__Short problem__
Gather every line of the records below that contains the string "guitar". Case counts when matching.

(Stored items from a collection)
—————
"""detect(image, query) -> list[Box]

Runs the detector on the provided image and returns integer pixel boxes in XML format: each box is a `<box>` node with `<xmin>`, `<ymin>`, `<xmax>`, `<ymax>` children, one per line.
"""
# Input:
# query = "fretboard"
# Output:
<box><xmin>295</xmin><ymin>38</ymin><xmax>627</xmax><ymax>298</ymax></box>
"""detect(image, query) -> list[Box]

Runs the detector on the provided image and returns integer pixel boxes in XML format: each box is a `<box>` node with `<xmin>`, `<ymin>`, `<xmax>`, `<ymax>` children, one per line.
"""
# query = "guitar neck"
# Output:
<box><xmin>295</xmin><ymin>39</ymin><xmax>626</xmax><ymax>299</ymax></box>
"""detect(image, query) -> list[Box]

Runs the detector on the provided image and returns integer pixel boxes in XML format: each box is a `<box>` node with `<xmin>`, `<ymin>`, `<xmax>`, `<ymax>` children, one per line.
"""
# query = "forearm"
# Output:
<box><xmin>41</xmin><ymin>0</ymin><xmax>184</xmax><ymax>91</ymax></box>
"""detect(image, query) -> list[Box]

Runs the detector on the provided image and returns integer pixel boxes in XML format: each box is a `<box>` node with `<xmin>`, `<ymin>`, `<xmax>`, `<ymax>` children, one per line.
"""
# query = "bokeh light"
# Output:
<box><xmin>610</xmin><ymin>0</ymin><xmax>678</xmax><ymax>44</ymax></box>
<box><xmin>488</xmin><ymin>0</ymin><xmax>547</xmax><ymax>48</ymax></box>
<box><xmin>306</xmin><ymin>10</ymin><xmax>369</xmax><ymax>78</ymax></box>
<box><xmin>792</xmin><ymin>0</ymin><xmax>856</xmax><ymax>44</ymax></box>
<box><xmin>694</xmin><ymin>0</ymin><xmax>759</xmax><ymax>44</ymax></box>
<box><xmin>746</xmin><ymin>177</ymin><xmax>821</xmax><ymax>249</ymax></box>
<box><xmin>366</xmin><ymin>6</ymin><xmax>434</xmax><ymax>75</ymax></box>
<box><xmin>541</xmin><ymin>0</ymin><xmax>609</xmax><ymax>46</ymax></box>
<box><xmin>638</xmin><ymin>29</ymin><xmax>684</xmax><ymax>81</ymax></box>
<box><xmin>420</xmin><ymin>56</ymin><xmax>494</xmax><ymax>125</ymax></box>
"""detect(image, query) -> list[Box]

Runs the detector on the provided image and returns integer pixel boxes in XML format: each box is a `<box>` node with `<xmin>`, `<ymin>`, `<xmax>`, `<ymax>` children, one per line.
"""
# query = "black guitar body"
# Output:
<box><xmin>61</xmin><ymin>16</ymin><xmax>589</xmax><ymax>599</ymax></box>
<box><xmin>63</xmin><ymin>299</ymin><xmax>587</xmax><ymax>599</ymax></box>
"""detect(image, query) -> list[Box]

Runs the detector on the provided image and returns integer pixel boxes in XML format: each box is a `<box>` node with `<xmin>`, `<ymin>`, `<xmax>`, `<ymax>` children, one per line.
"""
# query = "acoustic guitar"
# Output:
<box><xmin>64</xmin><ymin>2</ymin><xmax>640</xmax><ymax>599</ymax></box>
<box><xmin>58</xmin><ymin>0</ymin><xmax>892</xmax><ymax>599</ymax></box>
—————
__Solution for this problem__
# query = "guitar neck"
# query = "black guitar body"
# query = "acoustic guitar"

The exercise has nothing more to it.